MH370 departed Kuala Lumpur International Airport at 12:41 a.m. on March 8. The conversation between the cockpit and air traffic control indicates nothing unusual right up until the pilot or co-pilot routinely signed off with Malaysian air traffic control at 01.19 a.m. before entering Vietnam's air space.

Two minutes later, the plane's transponder was turned off and it disappeared from civilian radar. Recordings of Malaysian military radar showed a large plane flying without a transponder heading to the opposite side of the Malayan peninsula. It was last sighted at 2:15 a.m. 320 kilometres off the country's northwest coast.

It took a week for Malaysian authorities to confirm the plane was MH370.

"These movements are consistent with deliberate action by someone on the plane." Prime Minister Of Malaysia Najib Razak said.

Malaysia's authorities concluded that the plane's communications systems had been deliberately turned off and that the plane had either been sabotaged, hijacked or commandeered by a member of the crew.

Malaysia also revealed that British satellite data from the plane's engines strongly indicated it had flown on for nearly another six hours after the last radar sighting and had either headed north toward Central Asia, or south toward the Southern Indian Ocean.

Then on March 24th, based on new analysis of that satellite data.

"It is therefore with deep sadness and regret that I must inform you that according to this new data Flight MH370 ended in the Southern Indian Ocean." Prime Minister Of Malaysia Najib Razak said.

MH370 likely ran out of fuel and went down in the Indian Ocean not long after 8:11 a.m on March 8th, seven and a half hours after it began its journey and thousands of kilometres from its intended destination.

Data section —
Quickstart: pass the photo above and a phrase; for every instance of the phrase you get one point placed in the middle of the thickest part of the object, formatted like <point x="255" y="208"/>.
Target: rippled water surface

Set exercise 1 —
In the passage on the disappearance of flight MH370, at what time did the plane depart Kuala Lumpur International Airport?
Set exercise 2 —
List every clock time given in the passage on flight MH370.

Reply 1 —
12:41 a.m. on March 8.

Reply 2 —
- 12:41 a.m.
- 01.19 a.m.
- 2:15 a.m.
- 8:11 a.m.